# [LIST OF TASKS]
a) Copy the part of the forum thread on moving nymphs that starts with "## D_Hemptress (May" and goes on through "access to food.".
b) Rewrite the entries as a numbered list, starting with the line with "Target: blue stage backdrop" and going on through the last line of the entries. Leave out blank lines.

# Question About Moving Nymphs Into New Housing



## ladygigi (May 15, 2013)

I've made some deli cups  and am going to move some of my nymphs into them and start separating them today.  I am now up to 15 and have been at that number for a couple of days now. ^_^ My question is this. Once I move them from the terrarium into the deli cups, should I feed them or wait a day or so to give them time to adapt to their new surroundings? (I feed them ff's.) The nymphs are 2nd Instar or L2's that I'll be moving mostly. Maybe a couple of 1st Instars or L1's.


----------



## jrh3 (May 15, 2013)

i would feed them maybe some wasnt getting food in the aquarium . i dont think it matters, when you move them the best thing to use is BBQ skewers, the cheap little bamboo ones will make it easy for them to climb on and transfer although they like to jump and are fast atthat age i would put the deli cup in the tterrarium and transfer inside so if any get crazy you wont lose one lol.


----------



## Rick (May 15, 2013)

If it's feeding time go ahead and feed. They don't really need any time to adjust in most cases. Usually moving enclosures can be done without stressing them out.


----------



## D_Hemptress (May 15, 2013)

just feed them, they'll eat if they are hungry


----------



## fleurdejoo (May 15, 2013)

I would definitely feed. Nymphs should always have access to food.


----------



## Krissim Klaw (May 16, 2013)

No need for them to adjust. Then again I often pull my nymphs out and feed them outside of the cage. XD


----------



## dgerndt (May 17, 2013)

They should be fine. If anything, they may be less stressed in an environment with fewer mantids to bump into.


----------

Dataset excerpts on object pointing
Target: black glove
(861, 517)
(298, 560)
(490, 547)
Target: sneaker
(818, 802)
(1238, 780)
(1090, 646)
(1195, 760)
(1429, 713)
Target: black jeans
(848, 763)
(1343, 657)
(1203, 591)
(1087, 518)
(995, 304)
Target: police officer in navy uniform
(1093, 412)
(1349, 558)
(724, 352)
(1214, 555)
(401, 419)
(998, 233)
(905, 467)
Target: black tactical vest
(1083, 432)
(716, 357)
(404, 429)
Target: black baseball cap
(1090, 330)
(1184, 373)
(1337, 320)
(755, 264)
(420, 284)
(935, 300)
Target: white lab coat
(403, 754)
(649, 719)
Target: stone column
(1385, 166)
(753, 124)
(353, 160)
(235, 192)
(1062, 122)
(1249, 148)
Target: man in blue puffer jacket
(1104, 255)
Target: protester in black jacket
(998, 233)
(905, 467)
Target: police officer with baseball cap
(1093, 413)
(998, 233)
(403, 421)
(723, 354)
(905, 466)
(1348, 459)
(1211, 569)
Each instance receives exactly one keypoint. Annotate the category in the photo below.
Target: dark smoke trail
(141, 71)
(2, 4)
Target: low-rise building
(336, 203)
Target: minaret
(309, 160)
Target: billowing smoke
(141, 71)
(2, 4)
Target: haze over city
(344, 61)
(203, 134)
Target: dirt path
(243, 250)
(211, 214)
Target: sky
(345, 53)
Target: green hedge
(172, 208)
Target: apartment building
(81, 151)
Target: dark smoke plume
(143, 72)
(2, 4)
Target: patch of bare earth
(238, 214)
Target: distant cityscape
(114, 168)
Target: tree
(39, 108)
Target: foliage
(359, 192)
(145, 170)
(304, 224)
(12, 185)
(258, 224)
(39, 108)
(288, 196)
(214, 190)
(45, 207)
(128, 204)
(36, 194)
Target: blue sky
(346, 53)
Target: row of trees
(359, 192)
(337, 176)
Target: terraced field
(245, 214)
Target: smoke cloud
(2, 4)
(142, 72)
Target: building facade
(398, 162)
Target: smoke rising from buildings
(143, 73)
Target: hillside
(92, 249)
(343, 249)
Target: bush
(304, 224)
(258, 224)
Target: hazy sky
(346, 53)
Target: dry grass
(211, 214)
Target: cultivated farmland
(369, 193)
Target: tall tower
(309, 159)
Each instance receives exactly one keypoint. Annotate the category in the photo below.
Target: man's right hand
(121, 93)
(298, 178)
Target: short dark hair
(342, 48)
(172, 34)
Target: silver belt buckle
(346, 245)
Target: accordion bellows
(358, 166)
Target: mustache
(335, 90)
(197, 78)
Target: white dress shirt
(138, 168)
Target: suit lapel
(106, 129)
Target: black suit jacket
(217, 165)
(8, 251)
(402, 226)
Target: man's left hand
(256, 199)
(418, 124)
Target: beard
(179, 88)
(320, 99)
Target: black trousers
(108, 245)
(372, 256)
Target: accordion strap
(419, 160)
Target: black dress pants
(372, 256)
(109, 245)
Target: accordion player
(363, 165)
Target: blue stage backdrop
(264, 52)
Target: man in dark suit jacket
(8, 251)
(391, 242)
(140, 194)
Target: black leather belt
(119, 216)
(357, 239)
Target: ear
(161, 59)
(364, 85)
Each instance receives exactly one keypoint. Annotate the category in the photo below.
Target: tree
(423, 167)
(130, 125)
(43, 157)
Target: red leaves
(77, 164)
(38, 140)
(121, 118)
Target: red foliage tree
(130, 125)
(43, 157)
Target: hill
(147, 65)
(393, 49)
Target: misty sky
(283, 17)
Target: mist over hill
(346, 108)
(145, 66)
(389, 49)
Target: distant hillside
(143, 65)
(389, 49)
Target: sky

# [THE SOLUTIONS]
a)
## D_Hemptress (May 15, 2013)

just feed them, they'll eat if they are hungry


----------



## fleurdejoo (May 15, 2013)

I would definitely feed. Nymphs should always have access to food.

b)
1. Target: blue stage backdrop
2. (264, 52)
3. Target: man in dark suit jacket
4. (8, 251)
5. (391, 242)
6. (140, 194)
7. Target: black leather belt
8. (119, 216)
9. (357, 239)
10. Target: ear
11. (161, 59)
12. (364, 85)
13. Each instance receives exactly one keypoint. Annotate the category in the photo below.
14. Target: tree
15. (423, 167)
16. (130, 125)
17. (43, 157)
18. Target: red leaves
19. (77, 164)
20. (38, 140)
21. (121, 118)
22. Target: red foliage tree
23. (130, 125)
24. (43, 157)
25. Target: hill
26. (147, 65)
27. (393, 49)
28. Target: misty sky
29. (283, 17)
30. Target: mist over hill
31. (346, 108)
32. (145, 66)
33. (389, 49)
34. Target: distant hillside
35. (143, 65)
36. (389, 49)
37. Target: sky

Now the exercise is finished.